**Tasks:**
A - In the review of "In Dreams," which actor plays the serial child killer Vivian Thompson?
B - Rewrite the review of "In Dreams" from "The woman having" up to and including "kidnapped by Vivian.", substituting "grove" for "orchard".
C - Extend the review of "In Dreams" with further paragraphs that pick up after its final sentence.

**Document excerpt:**
########

Review: "In Dreams"

February 03, 1999|By JASON MYERS

Any movie in which a woman tries to shove a bushel of apples down the disposal, only to have the apples erupt around her in some effusion of Poe or Dali - red and dense as coagulated blood - cannot be characterized as a tranquil domestic drama.

[cont. from lifestyle]

"In Dreams" is a troubled and troubling movie and probably would be worthless to see, but it was directed by Neil Jordan, a master fantasist whose "The Crying Game" and "The Butcher Boy" are modern grim fairy tales, and it does star Annette Bening, my favorite sexpot, and Robert Downey Jr., my favorite felonious actor.

The woman having trouble digesting the forbidden fruit is Claire Cooper (Bening). She is afflicted by visions of serial child killer Vivian Thompson (Downey), walking with his victims through an apple orchard. Jordan escalates the horror of dreams into the horror of reality when Claire's daughter is kidnapped by Vivian.


Jordan's style could not be compared to Hitchcock's, whose mastery was of the mundane. He succeeded in transforming ordinary people into furrows of anxiety and dread. Jordan, as the title of the movie affirms, works at the pace and in the colors - cool greens and burnished reds - of dreams.

The misfortune of working in surrealism is that it is impossible to develop sympathy for a character. While you might not need to have sympathy for a character in surrealist film, the entire purpose of a thriller - which "In Dreams" is, ostensibly - is to rivet an audience with genuine terror.

The relationship between Claire and husband Paul (Aidan Quinn) is never convincing. Claire accuses him of infidelity when she finds a letter in his captain's jacket - Paul is a pilot. But she hardly has time for marital strife with all her fruit acid hallucinations.

########

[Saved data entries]
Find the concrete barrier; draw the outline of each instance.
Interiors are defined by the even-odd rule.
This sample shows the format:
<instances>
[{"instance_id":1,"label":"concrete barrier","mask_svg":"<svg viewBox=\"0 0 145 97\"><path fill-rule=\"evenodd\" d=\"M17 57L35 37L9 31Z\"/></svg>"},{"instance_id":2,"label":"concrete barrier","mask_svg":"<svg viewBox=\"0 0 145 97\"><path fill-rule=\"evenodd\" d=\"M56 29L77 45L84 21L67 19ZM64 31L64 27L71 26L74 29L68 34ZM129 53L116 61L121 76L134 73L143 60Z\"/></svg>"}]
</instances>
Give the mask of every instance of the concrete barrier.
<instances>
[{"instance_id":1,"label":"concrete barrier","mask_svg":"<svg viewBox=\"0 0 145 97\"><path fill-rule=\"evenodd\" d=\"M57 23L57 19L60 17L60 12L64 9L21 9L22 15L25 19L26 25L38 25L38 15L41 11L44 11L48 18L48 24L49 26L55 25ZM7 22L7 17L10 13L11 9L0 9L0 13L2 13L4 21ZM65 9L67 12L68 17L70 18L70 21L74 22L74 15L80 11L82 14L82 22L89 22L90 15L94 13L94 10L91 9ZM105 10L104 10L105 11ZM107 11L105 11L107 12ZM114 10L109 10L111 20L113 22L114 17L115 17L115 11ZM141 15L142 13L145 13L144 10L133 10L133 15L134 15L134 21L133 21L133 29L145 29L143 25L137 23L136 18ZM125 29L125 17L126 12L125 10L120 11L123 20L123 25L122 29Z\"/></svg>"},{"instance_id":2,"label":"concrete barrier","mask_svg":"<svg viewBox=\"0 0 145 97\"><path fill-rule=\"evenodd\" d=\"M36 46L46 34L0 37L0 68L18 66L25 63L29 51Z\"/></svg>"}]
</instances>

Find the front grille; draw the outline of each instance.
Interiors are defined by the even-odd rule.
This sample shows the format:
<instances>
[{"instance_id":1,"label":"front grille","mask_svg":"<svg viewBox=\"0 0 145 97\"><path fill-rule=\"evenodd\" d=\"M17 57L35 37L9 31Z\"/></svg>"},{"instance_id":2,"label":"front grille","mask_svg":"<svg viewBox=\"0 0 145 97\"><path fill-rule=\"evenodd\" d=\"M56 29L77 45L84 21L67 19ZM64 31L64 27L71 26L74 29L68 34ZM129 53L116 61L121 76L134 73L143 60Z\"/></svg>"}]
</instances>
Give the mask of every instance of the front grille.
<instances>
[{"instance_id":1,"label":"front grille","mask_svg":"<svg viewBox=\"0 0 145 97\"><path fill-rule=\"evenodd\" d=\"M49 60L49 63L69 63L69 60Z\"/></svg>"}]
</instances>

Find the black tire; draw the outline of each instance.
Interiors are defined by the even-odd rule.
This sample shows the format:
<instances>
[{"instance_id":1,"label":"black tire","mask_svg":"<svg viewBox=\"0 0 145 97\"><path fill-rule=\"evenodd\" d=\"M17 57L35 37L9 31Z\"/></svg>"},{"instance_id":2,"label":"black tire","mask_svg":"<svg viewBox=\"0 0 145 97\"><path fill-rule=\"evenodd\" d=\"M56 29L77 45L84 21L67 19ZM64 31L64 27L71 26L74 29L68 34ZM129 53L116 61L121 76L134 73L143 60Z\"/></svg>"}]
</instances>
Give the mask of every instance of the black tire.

########

**Exercise responses:**
A - Robert Downey Jr.

B -
The woman having trouble digesting the forbidden fruit is Claire Cooper (Bening). She is afflicted by visions of serial child killer Vivian Thompson (Downey), walking with his victims through an apple grove. Jordan escalates the horror of dreams into the horror of reality when Claire's daughter is kidnapped by Vivian.

C -
The Cooper's happily-ever-after New England estate is sabotaged by the loss of a child and Claire's increasing insanity. Writing on the walls with blood - Claire is occasionally possessed by Vivian, who as a child was locked in a house as the town around him was flooded - certainly will not enhance the resell value.

Claire moves in and out of hospitals after an attempted suicide and several fits of dementia. Dr. Silverman (Stephen Rea) tries to help her, but Rea's performance is so pallid that it offers no relief. He and Quinn act with such reserve that they seem to be trying to escape "In Dreams," which shifts between elegance and trashiness at five-minute intervals.

Likewise, Elliot Goldenthal's score reaches a certain synthesized baroque fervor that deepens the emotional content of the film, only to rely later on gothic bombast that accents the movie's ridiculousness.

He sets a shimmering electric guitar atop a simple canon during the hypnotic opening, as scuba divers search the sunken remnants of Vivian's childhood town. The quiet sadness that pervades this sequence is overwhelmed by the hectoring hysteria that characterizes the general tone of the movie.

"In Dreams" is a schlocky diversion with moments of grace and a mirthful Robert Downey Jr. enjoying his trashy role as an effeminate marauder and murderer. It punished me with no nightmares, and I doubt it will the resumes of cast and crew. It is a case of temporary insanity.